TASK: Can you rewrite every one of the lines below with "outline" changed to "trace" and nothing else altered? Leave the pictures out of your version.

[START DATA LISTING]

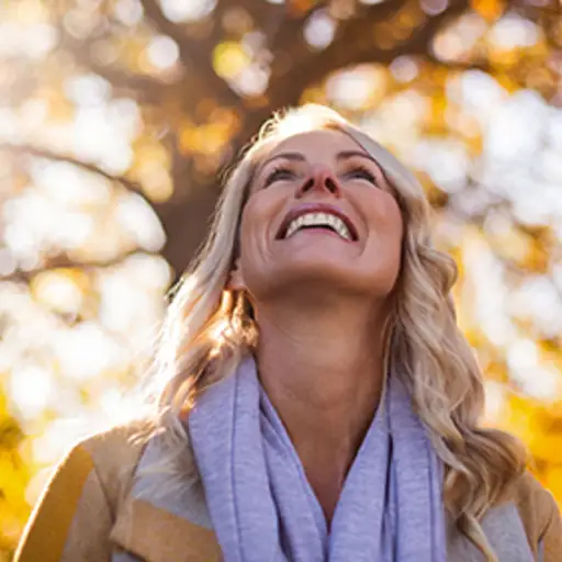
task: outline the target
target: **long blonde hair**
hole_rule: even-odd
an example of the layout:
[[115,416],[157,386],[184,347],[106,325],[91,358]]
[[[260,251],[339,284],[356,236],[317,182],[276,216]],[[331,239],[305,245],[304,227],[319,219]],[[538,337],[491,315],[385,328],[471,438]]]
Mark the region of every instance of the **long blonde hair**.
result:
[[524,471],[525,450],[513,436],[479,427],[484,387],[450,297],[457,267],[431,244],[428,202],[420,183],[386,149],[328,108],[307,104],[278,112],[265,123],[228,175],[210,236],[175,289],[154,378],[155,424],[168,443],[162,461],[171,472],[180,470],[179,451],[187,445],[181,420],[203,389],[233,372],[244,350],[256,345],[257,327],[244,296],[225,289],[256,167],[282,139],[317,128],[351,136],[379,162],[393,187],[405,235],[387,338],[389,363],[403,373],[443,462],[448,513],[486,559],[495,561],[479,520]]

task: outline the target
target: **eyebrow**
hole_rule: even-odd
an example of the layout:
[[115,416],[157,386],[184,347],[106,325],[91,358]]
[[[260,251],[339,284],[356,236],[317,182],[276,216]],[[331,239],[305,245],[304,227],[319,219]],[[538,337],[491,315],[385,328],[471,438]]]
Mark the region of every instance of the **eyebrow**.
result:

[END DATA LISTING]

TASK RESULT:
task: trace the target
target: **long blonde hair**
hole_rule: even-odd
an example of the layout:
[[115,416],[157,386],[184,347],[106,325],[91,358]]
[[[260,251],[339,284],[356,236],[317,182],[276,216]],[[331,239],[305,245],[304,227],[319,219]],[[538,337],[491,315],[385,328],[471,438]]]
Mark the region of every instance of the **long blonde hair**.
result:
[[524,471],[525,450],[513,436],[479,427],[484,387],[450,297],[457,267],[431,244],[428,202],[420,183],[386,149],[328,108],[307,104],[278,112],[265,123],[228,175],[210,236],[175,289],[154,378],[155,424],[168,443],[162,461],[171,472],[180,470],[179,451],[187,445],[181,420],[203,389],[233,372],[244,350],[256,345],[257,327],[244,296],[225,289],[256,167],[282,139],[317,128],[351,136],[379,162],[393,187],[405,235],[387,338],[389,363],[403,373],[443,462],[448,513],[486,559],[495,561],[479,520]]

task: trace the target
target: **eyebrow**
hole_rule: even-odd
an example of the layout:
[[115,416],[157,386],[184,347],[106,325],[91,358]]
[[[260,251],[339,284],[356,236],[317,182],[276,216]],[[331,239],[305,245],[304,227],[319,219]],[[538,337],[491,315],[385,328],[471,438]]]
Mark the region of every instance of the **eyebrow**.
result:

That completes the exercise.